_WHAT IS NEEDED:_
Print the interview with preceptor Craig Thomas below word for word, between "Personally, I like" and "asked hard questions.", inclusive.

_PASSAGE FOR REVIEW:_
"""
5 Questions with Preceptor Craig Thomas
/'priˌsɛptər/ - An experienced clinician who supervises nursing students in a clinical setting to give them practical experience with patients.
Craig Thomas, an advanced practice nurse practitioner, treats cardiology patients at UVA Health System’s Advanced Heart Failure Center. Since earning a BSN in 2001, an MSN in 2009, and a post-master’s in acute care in 2011—all from UVA School of Nursing—Thomas has been a nurse for 17 years, a nurse practitioner for seven, and a preceptor for more than a dozen. While Thomas has precepted a number of RN to BSN and DNP students, he most often is a mentor to advanced practice nursing students.
You’re a busy nurse in a unit where critically ill patients are the rule. Why precept?
Personally, I like to teach. I like taking what I’ve learned over my years and sharing that with people who are sponges for knowledge. It also allows me to stay current. Students today are learning differently than I did, so it keeps me in the know, and challenges me to make sure that I’m as cutting-edge as possible, because I know I’ll be asked hard questions.
Did preceptors play a role in your own development as a nurse?
Definitely. [Former professor] Kathy Haugh was one of my first memorable clinical instructors, and she had a passion for cardiology and for teaching, and we really bonded over that. I knew where I wanted to be after having her as my first Medical-Surgical clinical instructor on 4 East—where I also sought employment after graduating. I had truly great preceptors there, and always felt like I had support, that I was allowed to make mistakes without hurting patients, and my learning and my development as a nurse really grew because of them.
"""
_PROVIDED INFORMATION:_
"""
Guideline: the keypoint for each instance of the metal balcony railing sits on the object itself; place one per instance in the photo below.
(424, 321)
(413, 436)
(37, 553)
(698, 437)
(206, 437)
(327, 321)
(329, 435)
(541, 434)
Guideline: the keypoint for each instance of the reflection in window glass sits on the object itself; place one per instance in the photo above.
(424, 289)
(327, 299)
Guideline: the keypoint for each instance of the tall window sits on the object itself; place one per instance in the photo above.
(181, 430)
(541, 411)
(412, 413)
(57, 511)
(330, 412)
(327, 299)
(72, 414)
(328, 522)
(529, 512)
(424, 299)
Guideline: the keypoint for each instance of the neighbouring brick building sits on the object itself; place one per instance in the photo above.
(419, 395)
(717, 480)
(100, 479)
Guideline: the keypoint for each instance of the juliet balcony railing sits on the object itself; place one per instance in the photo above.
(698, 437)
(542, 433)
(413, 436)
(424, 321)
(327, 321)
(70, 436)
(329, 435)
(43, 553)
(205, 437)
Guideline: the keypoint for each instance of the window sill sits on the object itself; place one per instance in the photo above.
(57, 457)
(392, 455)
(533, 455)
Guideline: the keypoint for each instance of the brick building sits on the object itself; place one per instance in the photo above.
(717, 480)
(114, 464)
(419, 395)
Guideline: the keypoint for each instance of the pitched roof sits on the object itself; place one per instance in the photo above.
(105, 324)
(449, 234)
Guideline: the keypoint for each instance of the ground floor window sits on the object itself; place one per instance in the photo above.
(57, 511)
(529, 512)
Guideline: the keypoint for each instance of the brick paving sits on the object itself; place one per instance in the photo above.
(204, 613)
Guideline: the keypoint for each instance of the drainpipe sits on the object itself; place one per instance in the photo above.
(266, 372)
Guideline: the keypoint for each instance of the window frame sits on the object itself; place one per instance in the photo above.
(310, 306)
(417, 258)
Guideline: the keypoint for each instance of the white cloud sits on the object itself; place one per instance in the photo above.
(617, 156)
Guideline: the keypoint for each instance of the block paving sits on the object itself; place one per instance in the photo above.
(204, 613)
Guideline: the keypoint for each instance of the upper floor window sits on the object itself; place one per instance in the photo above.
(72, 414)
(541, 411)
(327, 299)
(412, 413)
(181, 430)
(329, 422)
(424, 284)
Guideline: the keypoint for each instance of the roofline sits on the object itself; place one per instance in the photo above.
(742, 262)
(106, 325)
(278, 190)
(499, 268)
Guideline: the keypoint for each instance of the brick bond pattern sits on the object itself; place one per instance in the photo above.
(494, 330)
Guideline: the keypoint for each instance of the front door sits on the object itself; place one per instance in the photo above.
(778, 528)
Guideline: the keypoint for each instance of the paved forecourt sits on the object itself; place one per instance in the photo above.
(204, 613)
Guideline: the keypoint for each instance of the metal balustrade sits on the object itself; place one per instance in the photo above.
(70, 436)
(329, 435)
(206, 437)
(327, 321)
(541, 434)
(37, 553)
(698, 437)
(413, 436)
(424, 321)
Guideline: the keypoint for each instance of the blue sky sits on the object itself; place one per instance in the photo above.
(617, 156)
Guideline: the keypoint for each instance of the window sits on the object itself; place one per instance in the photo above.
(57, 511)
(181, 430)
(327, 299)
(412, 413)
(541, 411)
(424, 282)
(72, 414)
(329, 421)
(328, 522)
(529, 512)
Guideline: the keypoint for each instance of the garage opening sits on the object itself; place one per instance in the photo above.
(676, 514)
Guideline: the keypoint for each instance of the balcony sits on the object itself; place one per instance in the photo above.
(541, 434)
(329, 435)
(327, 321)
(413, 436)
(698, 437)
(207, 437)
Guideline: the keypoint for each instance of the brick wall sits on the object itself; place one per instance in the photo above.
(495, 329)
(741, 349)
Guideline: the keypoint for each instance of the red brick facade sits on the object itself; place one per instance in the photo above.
"""
_SOLUTION:_
Personally, I like to teach. I like taking what I’ve learned over my years and sharing that with people who are sponges for knowledge. It also allows me to stay current. Students today are learning differently than I did, so it keeps me in the know, and challenges me to make sure that I’m as cutting-edge as possible, because I know I’ll be asked hard questions.